By Juan Somavia - posted Tuesday, 15 August 2000


Barely heard and hardly seen, hundreds of millions of children endure grave and multiple violations of their rights. Among these children are the millions who labour on farms and in factories, who are trapped in commercial sexual exploitation, child soldiers, the millions not registered at birth, those lacking access to clean water and education, those not immunized and the millions living on the streets. The plight of all these children demands far more than the muted response it has so far evoked from the global community.

Breathtaking numbers of children are lost every day around the globe. Far too many - 30,500 each day, 11 million each year - die from largely preventable causes. But as heartbreaking and senseless as those deaths are, it is not about them that I write. I am speaking of the millions upon millions of children who are lost among the living. Made virtually invisible by the deepest poverty, not registered at birth - and thus denied official acknowledgement of their name and nationality and the protection of their rights - they endure in profound obscurity.

GIVEN PROBLEM 1 — From the excerpt on children's rights, list each group of children named in the sentence that begins "Among these children are".
The records that follow have no connection to the excerpt on children's rights.

RECORD EXTRACTS —
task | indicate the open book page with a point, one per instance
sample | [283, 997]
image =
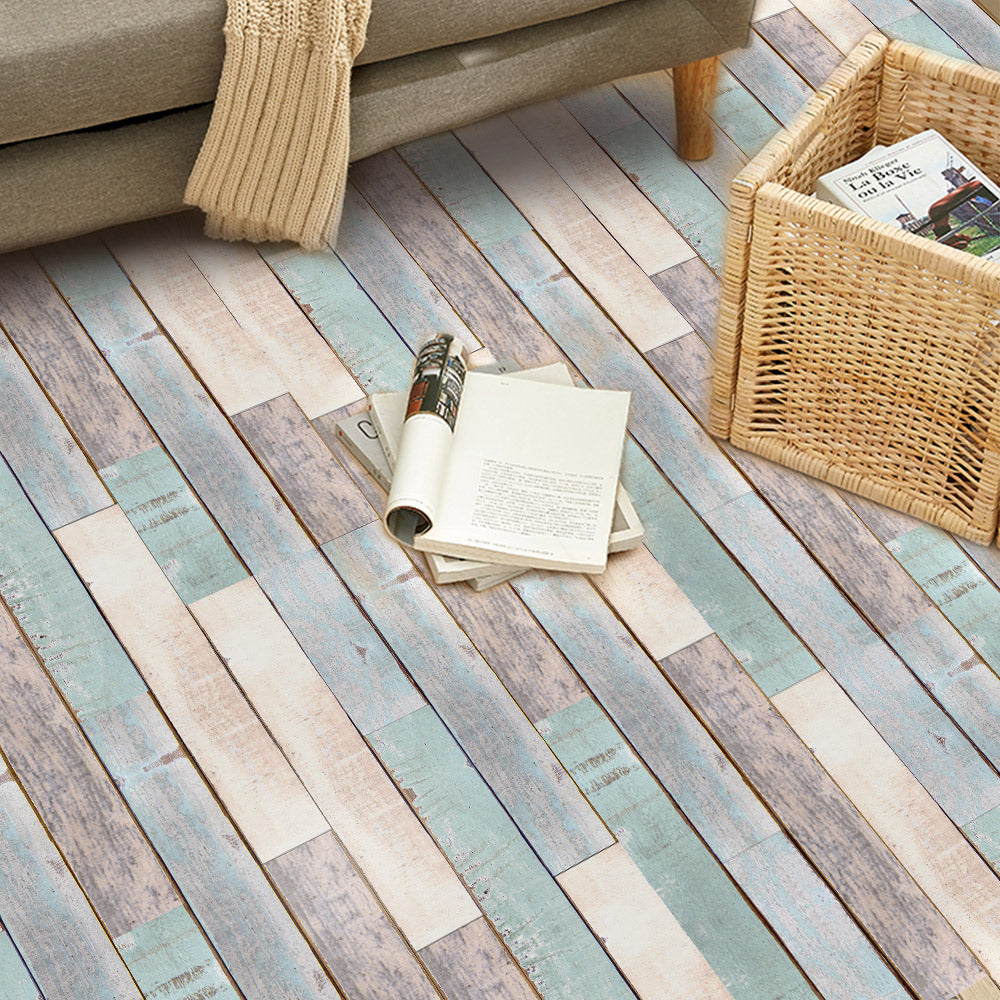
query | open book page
[531, 475]
[925, 186]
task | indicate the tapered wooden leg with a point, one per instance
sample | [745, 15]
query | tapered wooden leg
[694, 92]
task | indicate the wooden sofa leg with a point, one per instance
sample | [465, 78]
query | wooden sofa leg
[694, 92]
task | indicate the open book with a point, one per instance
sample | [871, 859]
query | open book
[504, 469]
[926, 186]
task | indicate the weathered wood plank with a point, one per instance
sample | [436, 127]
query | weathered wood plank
[47, 916]
[519, 768]
[188, 547]
[448, 258]
[350, 931]
[40, 449]
[641, 935]
[836, 839]
[810, 920]
[599, 183]
[226, 738]
[313, 482]
[918, 833]
[290, 345]
[522, 901]
[37, 320]
[364, 808]
[189, 309]
[578, 239]
[699, 894]
[470, 963]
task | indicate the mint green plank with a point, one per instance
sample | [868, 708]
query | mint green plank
[697, 891]
[937, 753]
[339, 641]
[810, 920]
[223, 884]
[41, 451]
[56, 612]
[156, 951]
[341, 310]
[46, 914]
[390, 276]
[521, 899]
[709, 577]
[174, 526]
[666, 179]
[485, 721]
[14, 975]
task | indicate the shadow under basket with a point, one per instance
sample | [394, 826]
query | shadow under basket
[850, 349]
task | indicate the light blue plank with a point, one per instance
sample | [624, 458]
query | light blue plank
[525, 904]
[56, 611]
[685, 875]
[187, 546]
[155, 952]
[266, 955]
[486, 722]
[341, 310]
[339, 641]
[14, 975]
[822, 937]
[46, 914]
[667, 180]
[41, 451]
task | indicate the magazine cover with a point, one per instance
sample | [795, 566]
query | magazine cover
[925, 186]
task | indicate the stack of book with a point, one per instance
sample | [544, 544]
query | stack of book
[493, 471]
[924, 185]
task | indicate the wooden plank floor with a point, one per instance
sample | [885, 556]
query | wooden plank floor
[250, 751]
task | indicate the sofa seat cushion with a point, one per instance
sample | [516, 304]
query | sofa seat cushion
[67, 65]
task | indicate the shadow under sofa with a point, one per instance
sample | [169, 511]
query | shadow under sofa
[104, 105]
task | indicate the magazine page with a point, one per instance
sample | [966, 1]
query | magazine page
[532, 475]
[925, 186]
[429, 420]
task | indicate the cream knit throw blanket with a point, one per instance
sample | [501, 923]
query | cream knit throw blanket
[273, 165]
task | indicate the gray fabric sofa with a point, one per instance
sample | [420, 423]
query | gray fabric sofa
[104, 103]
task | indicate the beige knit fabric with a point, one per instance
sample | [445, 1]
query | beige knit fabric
[273, 165]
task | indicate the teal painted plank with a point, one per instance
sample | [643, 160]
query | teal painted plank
[339, 641]
[14, 975]
[937, 753]
[486, 722]
[46, 913]
[156, 951]
[41, 451]
[391, 276]
[56, 612]
[224, 886]
[666, 179]
[685, 875]
[809, 919]
[523, 902]
[187, 546]
[709, 577]
[341, 310]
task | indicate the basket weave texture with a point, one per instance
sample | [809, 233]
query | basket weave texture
[847, 348]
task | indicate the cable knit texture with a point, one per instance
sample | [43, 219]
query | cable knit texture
[273, 165]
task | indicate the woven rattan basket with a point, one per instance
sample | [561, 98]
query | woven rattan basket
[847, 348]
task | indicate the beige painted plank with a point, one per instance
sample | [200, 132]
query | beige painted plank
[624, 290]
[274, 323]
[377, 827]
[247, 770]
[631, 218]
[650, 603]
[954, 877]
[643, 937]
[235, 371]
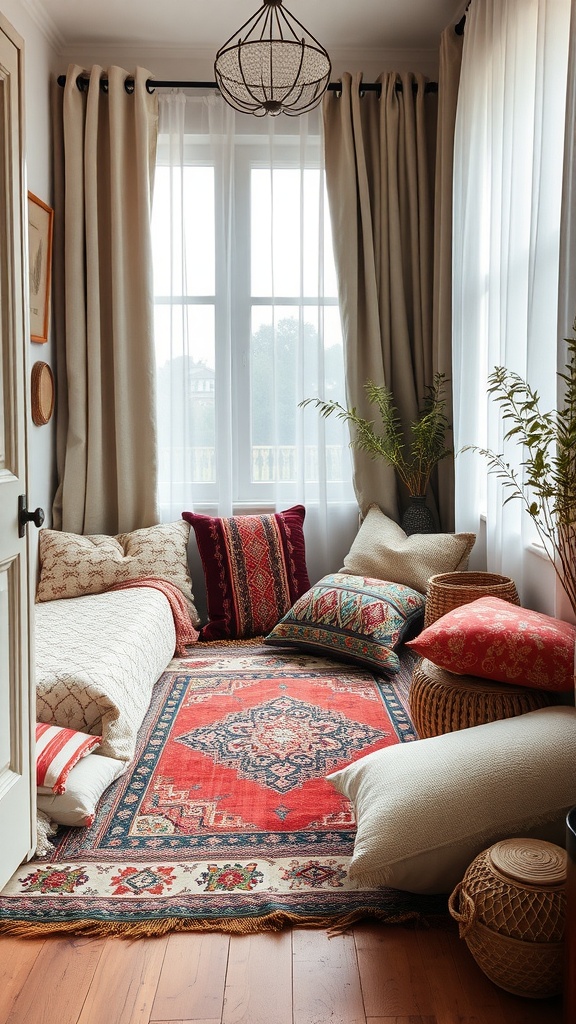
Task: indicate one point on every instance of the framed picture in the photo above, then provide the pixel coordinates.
(40, 224)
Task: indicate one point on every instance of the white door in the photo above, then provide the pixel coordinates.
(17, 830)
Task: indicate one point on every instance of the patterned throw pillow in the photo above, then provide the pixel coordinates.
(72, 565)
(57, 751)
(494, 639)
(382, 550)
(254, 567)
(353, 619)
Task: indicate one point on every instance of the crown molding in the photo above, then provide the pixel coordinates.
(39, 15)
(142, 53)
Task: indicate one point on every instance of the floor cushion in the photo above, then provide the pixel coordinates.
(97, 657)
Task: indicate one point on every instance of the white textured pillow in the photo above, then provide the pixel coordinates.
(72, 565)
(86, 783)
(425, 810)
(382, 550)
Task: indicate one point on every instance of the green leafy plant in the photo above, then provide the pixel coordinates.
(545, 481)
(413, 462)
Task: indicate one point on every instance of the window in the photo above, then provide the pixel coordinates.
(247, 324)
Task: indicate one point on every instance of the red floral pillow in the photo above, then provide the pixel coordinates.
(254, 567)
(496, 640)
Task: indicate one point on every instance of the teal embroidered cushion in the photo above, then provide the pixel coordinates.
(353, 619)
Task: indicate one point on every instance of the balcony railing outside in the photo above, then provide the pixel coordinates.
(270, 464)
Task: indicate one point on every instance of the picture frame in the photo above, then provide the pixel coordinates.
(40, 228)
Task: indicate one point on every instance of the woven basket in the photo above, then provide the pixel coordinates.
(442, 701)
(510, 907)
(450, 590)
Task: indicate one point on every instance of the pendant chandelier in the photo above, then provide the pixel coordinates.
(276, 67)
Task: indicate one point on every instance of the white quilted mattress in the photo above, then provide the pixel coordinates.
(97, 658)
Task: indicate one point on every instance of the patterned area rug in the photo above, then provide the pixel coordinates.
(225, 821)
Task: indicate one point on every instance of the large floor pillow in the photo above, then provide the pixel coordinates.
(96, 660)
(425, 810)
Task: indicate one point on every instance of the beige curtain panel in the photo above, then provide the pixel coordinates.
(105, 147)
(379, 170)
(449, 78)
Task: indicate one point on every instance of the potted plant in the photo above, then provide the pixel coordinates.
(414, 460)
(546, 480)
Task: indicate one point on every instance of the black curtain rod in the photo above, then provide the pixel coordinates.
(152, 84)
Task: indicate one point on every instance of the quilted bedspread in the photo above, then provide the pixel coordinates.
(97, 658)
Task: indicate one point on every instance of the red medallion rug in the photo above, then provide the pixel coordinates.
(224, 820)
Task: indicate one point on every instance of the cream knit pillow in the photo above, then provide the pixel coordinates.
(382, 550)
(72, 565)
(425, 809)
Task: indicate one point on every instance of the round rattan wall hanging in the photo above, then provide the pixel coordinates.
(42, 386)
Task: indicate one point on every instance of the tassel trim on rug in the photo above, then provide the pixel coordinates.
(231, 926)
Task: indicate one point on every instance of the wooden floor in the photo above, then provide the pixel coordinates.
(374, 974)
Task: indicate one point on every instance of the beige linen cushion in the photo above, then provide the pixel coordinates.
(382, 550)
(425, 809)
(72, 565)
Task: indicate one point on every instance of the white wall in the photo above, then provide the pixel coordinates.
(41, 61)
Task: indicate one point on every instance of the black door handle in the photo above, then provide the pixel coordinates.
(37, 517)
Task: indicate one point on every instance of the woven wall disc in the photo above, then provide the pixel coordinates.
(42, 388)
(533, 862)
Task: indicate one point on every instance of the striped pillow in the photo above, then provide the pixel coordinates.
(57, 750)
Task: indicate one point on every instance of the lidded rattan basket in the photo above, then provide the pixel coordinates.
(449, 590)
(510, 907)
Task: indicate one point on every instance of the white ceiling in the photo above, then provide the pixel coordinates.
(204, 25)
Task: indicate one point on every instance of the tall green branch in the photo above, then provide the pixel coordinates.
(545, 480)
(413, 462)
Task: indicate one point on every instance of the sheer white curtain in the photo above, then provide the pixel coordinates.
(247, 323)
(507, 193)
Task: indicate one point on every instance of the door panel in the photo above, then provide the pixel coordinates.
(16, 707)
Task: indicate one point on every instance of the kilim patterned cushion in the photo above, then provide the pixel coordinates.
(354, 619)
(254, 566)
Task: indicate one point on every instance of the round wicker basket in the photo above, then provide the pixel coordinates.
(442, 701)
(450, 590)
(510, 907)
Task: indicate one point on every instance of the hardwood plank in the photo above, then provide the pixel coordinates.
(526, 1011)
(56, 985)
(193, 978)
(326, 982)
(258, 986)
(392, 973)
(17, 956)
(451, 1003)
(124, 984)
(402, 1020)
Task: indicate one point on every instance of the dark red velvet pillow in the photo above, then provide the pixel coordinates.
(254, 567)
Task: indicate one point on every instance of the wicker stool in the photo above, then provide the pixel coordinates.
(450, 590)
(442, 701)
(510, 907)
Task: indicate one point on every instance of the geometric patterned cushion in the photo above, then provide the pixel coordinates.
(72, 565)
(494, 639)
(254, 567)
(353, 619)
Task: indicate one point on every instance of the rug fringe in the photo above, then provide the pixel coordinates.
(237, 926)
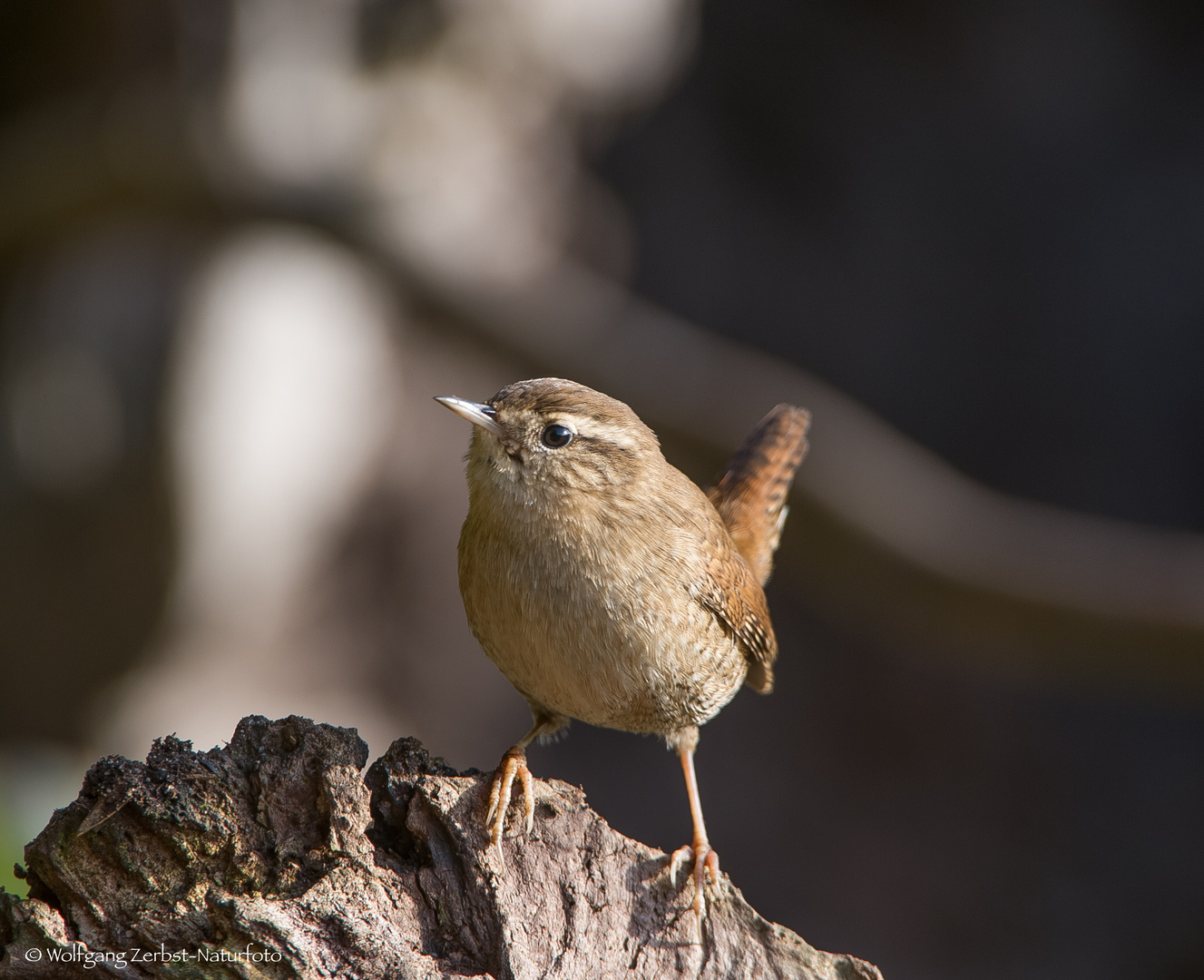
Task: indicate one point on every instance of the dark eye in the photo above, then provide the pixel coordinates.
(556, 436)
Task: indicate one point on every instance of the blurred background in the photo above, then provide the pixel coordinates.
(243, 242)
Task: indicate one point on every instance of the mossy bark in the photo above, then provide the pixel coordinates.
(277, 858)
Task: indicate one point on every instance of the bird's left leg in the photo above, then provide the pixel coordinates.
(514, 765)
(700, 853)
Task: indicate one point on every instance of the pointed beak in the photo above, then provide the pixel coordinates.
(475, 412)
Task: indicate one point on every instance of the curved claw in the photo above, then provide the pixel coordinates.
(513, 765)
(704, 868)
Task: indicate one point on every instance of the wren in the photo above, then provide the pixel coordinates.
(607, 586)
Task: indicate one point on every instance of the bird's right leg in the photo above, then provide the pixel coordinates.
(514, 765)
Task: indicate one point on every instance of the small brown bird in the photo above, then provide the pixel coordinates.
(606, 585)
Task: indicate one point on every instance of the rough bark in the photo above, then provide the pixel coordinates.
(276, 858)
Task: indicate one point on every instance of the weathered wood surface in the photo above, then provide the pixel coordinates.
(277, 858)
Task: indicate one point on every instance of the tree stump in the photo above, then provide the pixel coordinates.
(276, 858)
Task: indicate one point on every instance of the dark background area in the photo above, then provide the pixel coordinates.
(986, 221)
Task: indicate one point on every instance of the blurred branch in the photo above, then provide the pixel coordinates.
(860, 468)
(276, 850)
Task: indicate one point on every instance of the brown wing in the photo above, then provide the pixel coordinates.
(729, 592)
(751, 495)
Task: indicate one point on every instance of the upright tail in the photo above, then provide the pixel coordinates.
(751, 495)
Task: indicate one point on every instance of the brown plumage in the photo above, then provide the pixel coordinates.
(604, 584)
(750, 498)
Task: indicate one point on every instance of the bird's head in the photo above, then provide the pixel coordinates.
(555, 435)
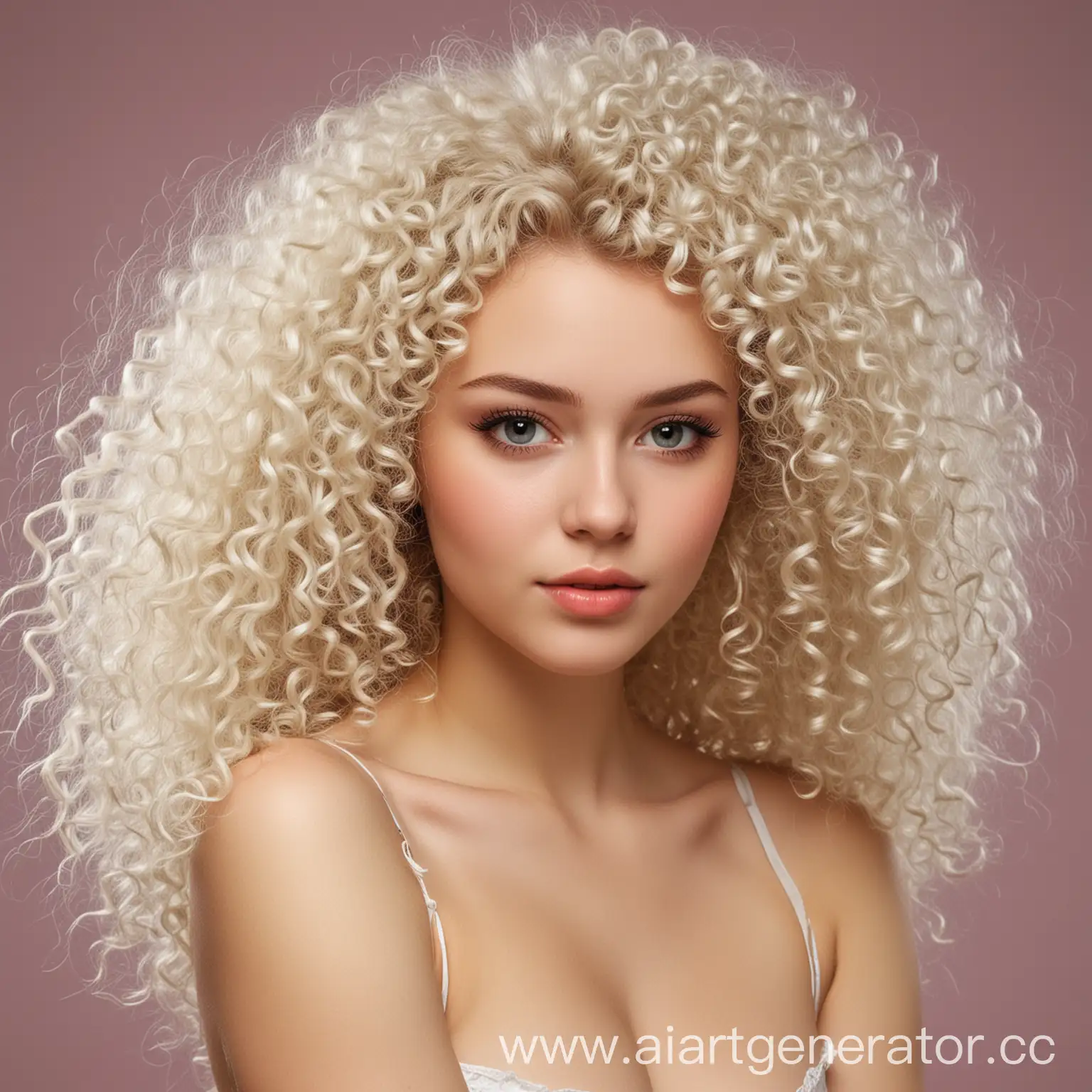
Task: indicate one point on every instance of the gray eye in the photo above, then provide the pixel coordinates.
(668, 435)
(520, 430)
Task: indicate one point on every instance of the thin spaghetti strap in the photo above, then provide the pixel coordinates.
(419, 870)
(744, 786)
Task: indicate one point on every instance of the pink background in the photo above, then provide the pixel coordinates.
(106, 103)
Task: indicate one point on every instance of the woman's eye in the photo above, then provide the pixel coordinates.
(520, 432)
(670, 434)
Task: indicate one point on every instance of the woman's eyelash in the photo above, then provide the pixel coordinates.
(486, 424)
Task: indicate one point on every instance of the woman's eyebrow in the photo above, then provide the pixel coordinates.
(535, 389)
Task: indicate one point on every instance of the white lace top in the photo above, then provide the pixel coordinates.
(487, 1079)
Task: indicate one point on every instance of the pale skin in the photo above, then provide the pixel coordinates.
(593, 876)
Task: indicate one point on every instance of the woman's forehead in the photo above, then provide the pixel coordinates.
(569, 319)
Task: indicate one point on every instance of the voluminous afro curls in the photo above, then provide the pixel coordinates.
(240, 558)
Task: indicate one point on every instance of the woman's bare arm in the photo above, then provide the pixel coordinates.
(310, 937)
(875, 988)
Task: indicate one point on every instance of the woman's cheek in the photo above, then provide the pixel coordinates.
(480, 515)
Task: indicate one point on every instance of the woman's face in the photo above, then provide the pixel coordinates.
(590, 425)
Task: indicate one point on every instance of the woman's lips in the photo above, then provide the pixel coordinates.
(591, 603)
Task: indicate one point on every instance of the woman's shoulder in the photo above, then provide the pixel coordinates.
(301, 788)
(830, 842)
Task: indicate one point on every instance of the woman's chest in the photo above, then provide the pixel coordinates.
(670, 945)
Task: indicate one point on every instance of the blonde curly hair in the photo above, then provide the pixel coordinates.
(240, 558)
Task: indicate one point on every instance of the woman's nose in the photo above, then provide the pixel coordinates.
(599, 501)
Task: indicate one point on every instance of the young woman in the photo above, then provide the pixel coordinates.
(546, 574)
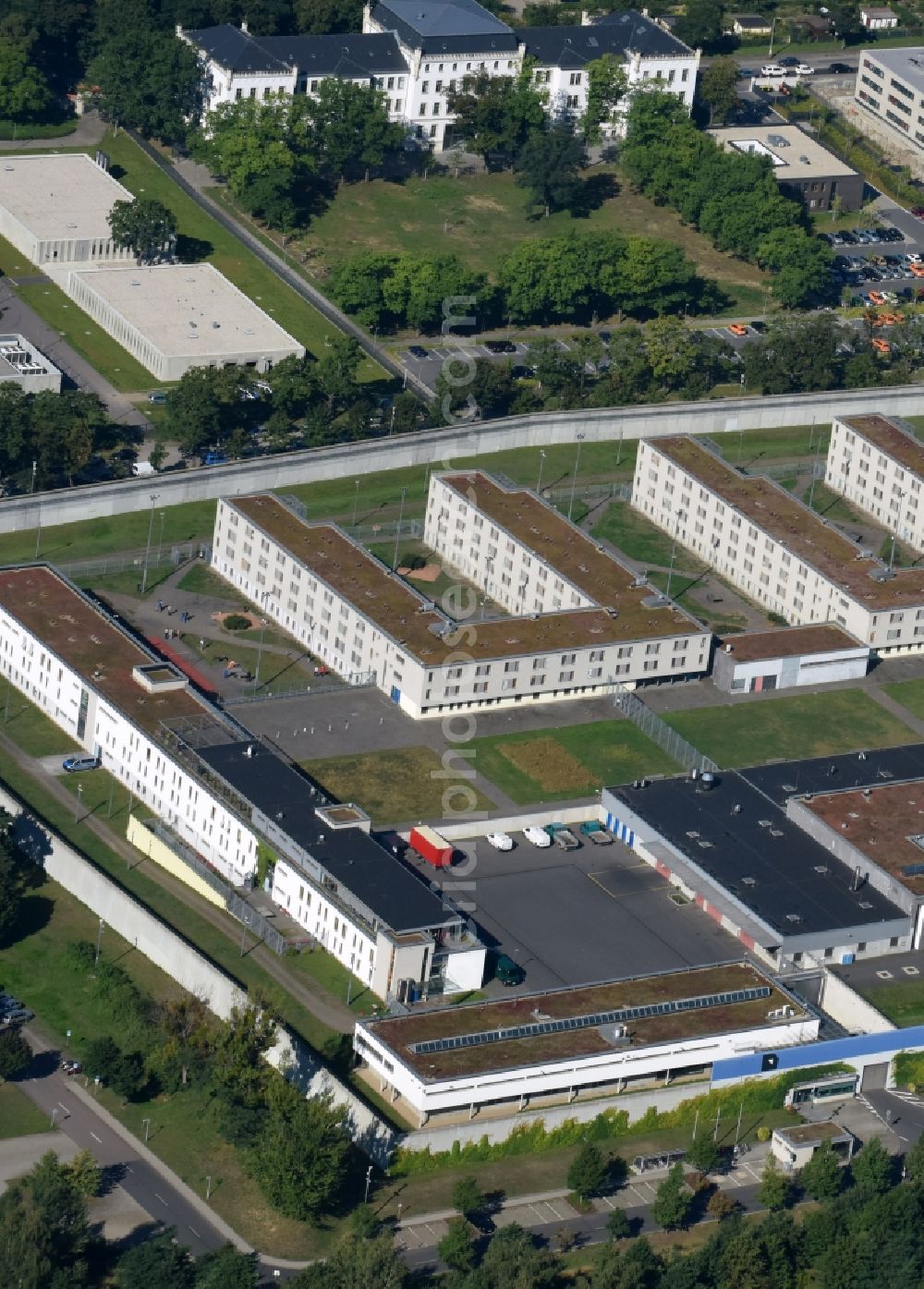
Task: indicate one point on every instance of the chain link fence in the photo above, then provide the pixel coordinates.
(659, 731)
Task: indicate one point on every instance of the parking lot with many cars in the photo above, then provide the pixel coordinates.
(568, 914)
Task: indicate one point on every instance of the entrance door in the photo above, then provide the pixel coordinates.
(875, 1076)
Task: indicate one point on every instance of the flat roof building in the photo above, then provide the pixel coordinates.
(362, 619)
(593, 1040)
(221, 796)
(785, 659)
(777, 551)
(755, 869)
(891, 87)
(178, 316)
(802, 166)
(21, 364)
(878, 463)
(55, 208)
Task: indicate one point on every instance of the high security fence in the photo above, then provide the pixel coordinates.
(659, 731)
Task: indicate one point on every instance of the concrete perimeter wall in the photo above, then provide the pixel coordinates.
(169, 952)
(441, 447)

GIVEN PROBLEM 2 — Pull out every line of the records that contains the word "under".

FULL OUTPUT 1 —
- Those who labour on farms and in factories
- Those trapped in commercial sexual exploitation
- Child soldiers
- Those not registered at birth
- Those lacking access to clean water and education
- Those not immunized
- Those living on the streets

FULL OUTPUT 2 —
task | indicate the shadow under basket with a point, one per instance
query | shadow under basket
task | indicate the shadow under sofa with a point, one per instance
query | shadow under sofa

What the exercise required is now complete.